SHORT TASK
Change every "whole pixels" in the listing below to "integer pixels", leave everything else the same, and reproduce the lines without the pictures.

EXCERPTED RECORDS
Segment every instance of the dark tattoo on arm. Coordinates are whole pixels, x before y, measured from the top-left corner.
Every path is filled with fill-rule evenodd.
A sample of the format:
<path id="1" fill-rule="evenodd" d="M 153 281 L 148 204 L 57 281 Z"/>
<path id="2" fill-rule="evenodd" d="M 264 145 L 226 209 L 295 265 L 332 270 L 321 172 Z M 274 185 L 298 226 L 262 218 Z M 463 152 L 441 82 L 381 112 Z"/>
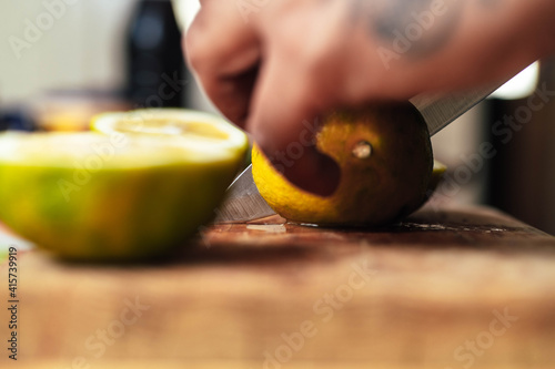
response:
<path id="1" fill-rule="evenodd" d="M 353 0 L 352 20 L 396 54 L 425 58 L 456 32 L 466 0 Z"/>

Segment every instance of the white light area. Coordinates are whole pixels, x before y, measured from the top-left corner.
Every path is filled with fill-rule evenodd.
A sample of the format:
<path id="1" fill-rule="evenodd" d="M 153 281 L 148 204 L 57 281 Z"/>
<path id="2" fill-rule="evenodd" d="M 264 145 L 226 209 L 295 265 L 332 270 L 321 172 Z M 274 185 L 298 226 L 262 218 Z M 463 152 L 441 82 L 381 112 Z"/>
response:
<path id="1" fill-rule="evenodd" d="M 201 3 L 199 0 L 172 0 L 173 11 L 181 30 L 186 32 L 189 25 L 193 21 L 194 17 L 201 9 Z"/>
<path id="2" fill-rule="evenodd" d="M 531 64 L 498 88 L 490 98 L 502 100 L 524 99 L 534 93 L 539 79 L 539 62 Z"/>

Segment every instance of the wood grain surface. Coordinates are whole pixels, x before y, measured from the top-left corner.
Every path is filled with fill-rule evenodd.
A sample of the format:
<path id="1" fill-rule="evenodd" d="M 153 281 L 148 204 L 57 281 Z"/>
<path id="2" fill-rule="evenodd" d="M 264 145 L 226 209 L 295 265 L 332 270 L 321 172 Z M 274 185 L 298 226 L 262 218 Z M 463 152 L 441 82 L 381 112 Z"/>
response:
<path id="1" fill-rule="evenodd" d="M 555 238 L 484 207 L 220 224 L 151 265 L 18 262 L 2 368 L 555 368 Z"/>

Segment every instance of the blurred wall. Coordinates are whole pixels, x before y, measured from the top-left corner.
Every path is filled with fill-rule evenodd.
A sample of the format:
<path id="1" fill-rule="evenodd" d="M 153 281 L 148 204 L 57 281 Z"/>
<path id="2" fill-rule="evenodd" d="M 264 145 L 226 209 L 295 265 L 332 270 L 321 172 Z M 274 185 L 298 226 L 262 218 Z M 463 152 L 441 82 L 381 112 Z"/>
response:
<path id="1" fill-rule="evenodd" d="M 532 100 L 495 101 L 488 121 L 497 151 L 488 202 L 555 235 L 555 58 L 542 61 Z"/>
<path id="2" fill-rule="evenodd" d="M 42 90 L 120 89 L 135 0 L 0 1 L 0 104 Z"/>

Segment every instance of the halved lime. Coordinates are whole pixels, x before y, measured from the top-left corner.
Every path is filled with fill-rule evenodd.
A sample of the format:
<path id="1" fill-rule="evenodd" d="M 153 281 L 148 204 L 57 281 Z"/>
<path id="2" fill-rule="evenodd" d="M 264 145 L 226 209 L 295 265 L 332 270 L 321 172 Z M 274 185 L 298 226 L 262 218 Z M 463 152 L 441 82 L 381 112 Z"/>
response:
<path id="1" fill-rule="evenodd" d="M 163 256 L 192 236 L 214 216 L 246 135 L 223 120 L 195 121 L 204 135 L 109 130 L 127 116 L 97 120 L 105 134 L 1 134 L 0 219 L 70 259 Z"/>

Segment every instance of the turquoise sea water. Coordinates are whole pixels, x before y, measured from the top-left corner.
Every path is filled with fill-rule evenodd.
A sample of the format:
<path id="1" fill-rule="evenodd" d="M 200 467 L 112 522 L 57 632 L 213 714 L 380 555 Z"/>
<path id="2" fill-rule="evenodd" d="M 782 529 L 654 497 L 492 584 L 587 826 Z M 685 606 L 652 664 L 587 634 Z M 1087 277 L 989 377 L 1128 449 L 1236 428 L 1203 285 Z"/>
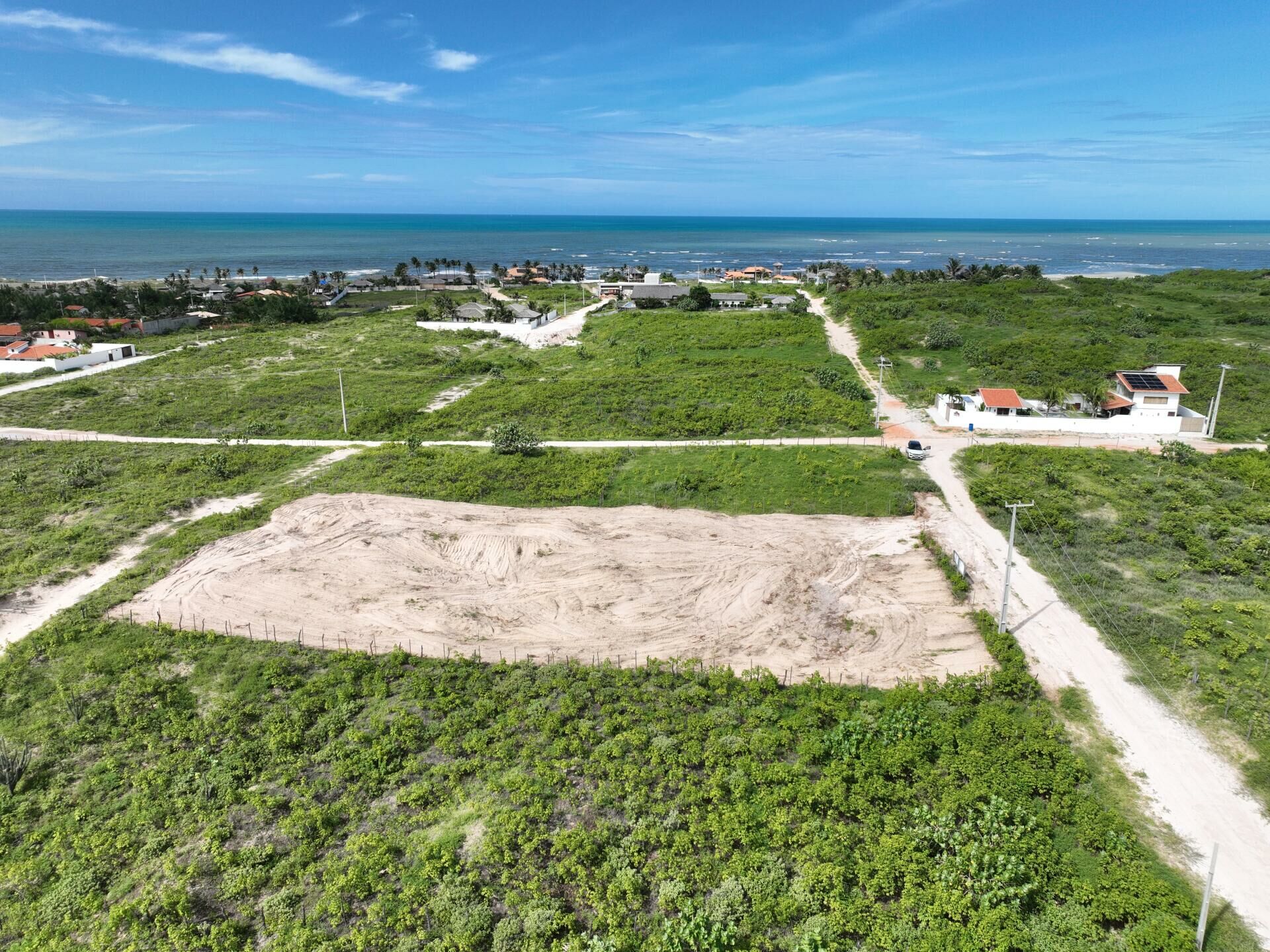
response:
<path id="1" fill-rule="evenodd" d="M 244 268 L 276 277 L 391 271 L 411 255 L 479 269 L 525 259 L 584 264 L 594 275 L 640 263 L 698 267 L 817 261 L 884 271 L 966 263 L 1049 272 L 1163 273 L 1270 268 L 1267 221 L 1020 219 L 767 219 L 544 215 L 277 215 L 0 211 L 0 277 L 161 277 Z"/>

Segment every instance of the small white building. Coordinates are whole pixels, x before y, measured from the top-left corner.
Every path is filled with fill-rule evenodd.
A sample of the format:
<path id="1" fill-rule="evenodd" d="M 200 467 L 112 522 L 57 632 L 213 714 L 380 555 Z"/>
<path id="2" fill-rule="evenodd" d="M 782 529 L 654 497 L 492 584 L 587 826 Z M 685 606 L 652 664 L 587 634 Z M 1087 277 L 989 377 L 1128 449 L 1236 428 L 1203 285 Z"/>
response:
<path id="1" fill-rule="evenodd" d="M 1077 433 L 1203 433 L 1208 418 L 1181 405 L 1184 364 L 1152 364 L 1115 374 L 1097 412 L 1088 413 L 1081 394 L 1068 394 L 1064 409 L 1053 412 L 1043 400 L 1029 400 L 1010 388 L 980 388 L 974 394 L 940 394 L 927 411 L 940 425 L 969 430 L 1016 430 Z M 1081 416 L 1068 416 L 1068 409 Z"/>
<path id="2" fill-rule="evenodd" d="M 1118 370 L 1115 390 L 1119 399 L 1110 400 L 1109 413 L 1133 416 L 1176 417 L 1182 409 L 1181 397 L 1189 394 L 1177 379 L 1185 364 L 1152 364 L 1142 370 Z"/>

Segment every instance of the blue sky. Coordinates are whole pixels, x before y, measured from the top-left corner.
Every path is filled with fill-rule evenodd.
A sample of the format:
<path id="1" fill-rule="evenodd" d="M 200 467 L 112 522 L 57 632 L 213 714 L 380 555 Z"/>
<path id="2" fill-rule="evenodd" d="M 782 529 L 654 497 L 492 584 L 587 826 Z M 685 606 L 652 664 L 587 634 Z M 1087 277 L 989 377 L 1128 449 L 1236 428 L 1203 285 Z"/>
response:
<path id="1" fill-rule="evenodd" d="M 1270 219 L 1270 4 L 0 0 L 0 207 Z"/>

ANSWER TO THIS TASK
Segment every instance of the dark tattoo on arm. Coordinates are integer pixels, x before y, measured from the top-left corner.
Every path is filled with fill-rule evenodd.
A sample of the format:
<path id="1" fill-rule="evenodd" d="M 153 281 L 148 204 L 57 281 Z"/>
<path id="2" fill-rule="evenodd" d="M 264 145 L 226 209 L 295 265 L 332 270 L 321 172 Z M 274 185 L 298 226 L 262 218 Z M 463 152 L 441 82 L 381 112 Z"/>
response:
<path id="1" fill-rule="evenodd" d="M 353 0 L 352 20 L 396 54 L 425 58 L 456 32 L 466 0 Z"/>

Segment every instance of the white light area. Coordinates are integer pixels, x before y, measured from the top-left corner.
Every path is filled with fill-rule evenodd.
A sample of the format:
<path id="1" fill-rule="evenodd" d="M 153 281 L 148 204 L 57 281 Z"/>
<path id="2" fill-rule="evenodd" d="M 264 145 L 226 209 L 295 265 L 332 270 L 321 172 Z M 274 185 L 298 226 L 262 218 Z M 463 152 L 441 82 L 381 112 Z"/>
response:
<path id="1" fill-rule="evenodd" d="M 201 3 L 199 0 L 172 0 L 173 11 L 181 30 L 186 32 L 189 25 L 193 21 L 194 17 L 201 9 Z"/>
<path id="2" fill-rule="evenodd" d="M 531 64 L 498 88 L 490 98 L 502 100 L 524 99 L 534 93 L 539 79 L 539 62 Z"/>

Segment every instance of the wood grain surface. Coordinates are integer pixels, x before y, measured from the top-left corner.
Every path is filled with fill-rule evenodd.
A sample of the format:
<path id="1" fill-rule="evenodd" d="M 153 281 L 148 204 L 57 281 Z"/>
<path id="2" fill-rule="evenodd" d="M 264 145 L 226 209 L 295 265 L 332 270 L 321 172 Z M 274 185 L 298 226 L 262 218 Z M 463 152 L 441 82 L 381 112 Z"/>
response:
<path id="1" fill-rule="evenodd" d="M 555 238 L 484 207 L 220 224 L 151 265 L 18 262 L 2 368 L 555 368 Z"/>

Segment every instance of the blurred wall. Coordinates are integer pixels, x before y, measured from the top-left corner.
Every path is filled with fill-rule evenodd.
A sample of the format:
<path id="1" fill-rule="evenodd" d="M 153 281 L 148 204 L 57 281 Z"/>
<path id="2" fill-rule="evenodd" d="M 264 145 L 226 209 L 295 265 L 332 270 L 321 172 Z M 274 185 L 298 226 L 262 218 Z M 463 152 L 441 82 L 381 112 Z"/>
response:
<path id="1" fill-rule="evenodd" d="M 532 100 L 495 101 L 488 121 L 497 151 L 488 202 L 555 235 L 555 58 L 542 61 Z"/>
<path id="2" fill-rule="evenodd" d="M 42 90 L 120 89 L 135 0 L 0 1 L 0 104 Z"/>

Segment every instance of the halved lime. Coordinates are integer pixels, x before y, measured from the top-left corner.
Every path is filled with fill-rule evenodd.
A sample of the format:
<path id="1" fill-rule="evenodd" d="M 153 281 L 148 204 L 57 281 Z"/>
<path id="2" fill-rule="evenodd" d="M 264 145 L 226 209 L 295 265 L 332 270 L 321 172 Z M 274 185 L 298 226 L 262 218 Z M 463 152 L 441 82 L 381 112 Z"/>
response:
<path id="1" fill-rule="evenodd" d="M 163 256 L 192 236 L 214 216 L 246 135 L 223 120 L 195 121 L 204 135 L 109 130 L 127 116 L 97 120 L 105 134 L 1 134 L 0 219 L 70 259 Z"/>

Segment every instance of the turquoise sea water. Coordinates are integer pixels, x before y, measured from the top-left corner.
Every path is filled with fill-rule evenodd.
A sample of the format:
<path id="1" fill-rule="evenodd" d="M 200 467 L 112 522 L 57 632 L 213 714 L 380 555 Z"/>
<path id="2" fill-rule="evenodd" d="M 782 529 L 654 497 L 492 584 L 587 826 Z M 685 606 L 652 664 L 587 634 Z M 1087 277 L 989 377 L 1128 449 L 1236 428 L 1203 285 Z"/>
response:
<path id="1" fill-rule="evenodd" d="M 244 268 L 276 277 L 391 271 L 411 255 L 479 269 L 525 259 L 584 264 L 594 275 L 640 263 L 698 267 L 817 261 L 884 271 L 966 263 L 1049 272 L 1163 273 L 1270 268 L 1267 221 L 1020 219 L 767 219 L 544 215 L 277 215 L 0 211 L 0 277 L 161 277 Z"/>

Segment every instance of the small white building. Coordinates are integer pixels, x before y, measured from the top-left corner.
Every path is filled with fill-rule evenodd.
A sample of the format:
<path id="1" fill-rule="evenodd" d="M 200 467 L 112 522 L 57 632 L 213 714 L 380 555 Z"/>
<path id="2" fill-rule="evenodd" d="M 782 529 L 654 497 L 492 584 L 587 826 Z M 685 606 L 652 664 L 587 634 Z M 1087 277 L 989 377 L 1128 449 L 1236 428 L 1203 285 Z"/>
response:
<path id="1" fill-rule="evenodd" d="M 1077 433 L 1203 433 L 1208 418 L 1181 405 L 1184 364 L 1152 364 L 1115 374 L 1097 412 L 1088 413 L 1081 394 L 1068 394 L 1064 409 L 1053 412 L 1043 400 L 1029 400 L 1010 388 L 980 388 L 974 394 L 940 394 L 927 411 L 940 425 L 969 430 L 1016 430 Z M 1081 416 L 1068 416 L 1068 409 Z"/>
<path id="2" fill-rule="evenodd" d="M 1118 370 L 1115 390 L 1119 399 L 1110 400 L 1109 413 L 1133 416 L 1176 417 L 1182 409 L 1181 397 L 1189 394 L 1177 379 L 1185 364 L 1152 364 L 1142 370 Z"/>

Segment every instance of the blue sky. Coordinates are integer pixels, x before y, measured from the top-left corner.
Every path is filled with fill-rule evenodd.
A sample of the format:
<path id="1" fill-rule="evenodd" d="M 200 467 L 112 522 L 57 632 L 213 714 L 380 555 Z"/>
<path id="2" fill-rule="evenodd" d="M 782 529 L 654 497 L 492 584 L 587 826 Z M 685 606 L 652 664 L 587 634 Z M 1087 277 L 989 377 L 1128 449 L 1236 428 L 1203 285 Z"/>
response:
<path id="1" fill-rule="evenodd" d="M 1270 219 L 1270 4 L 0 0 L 0 207 Z"/>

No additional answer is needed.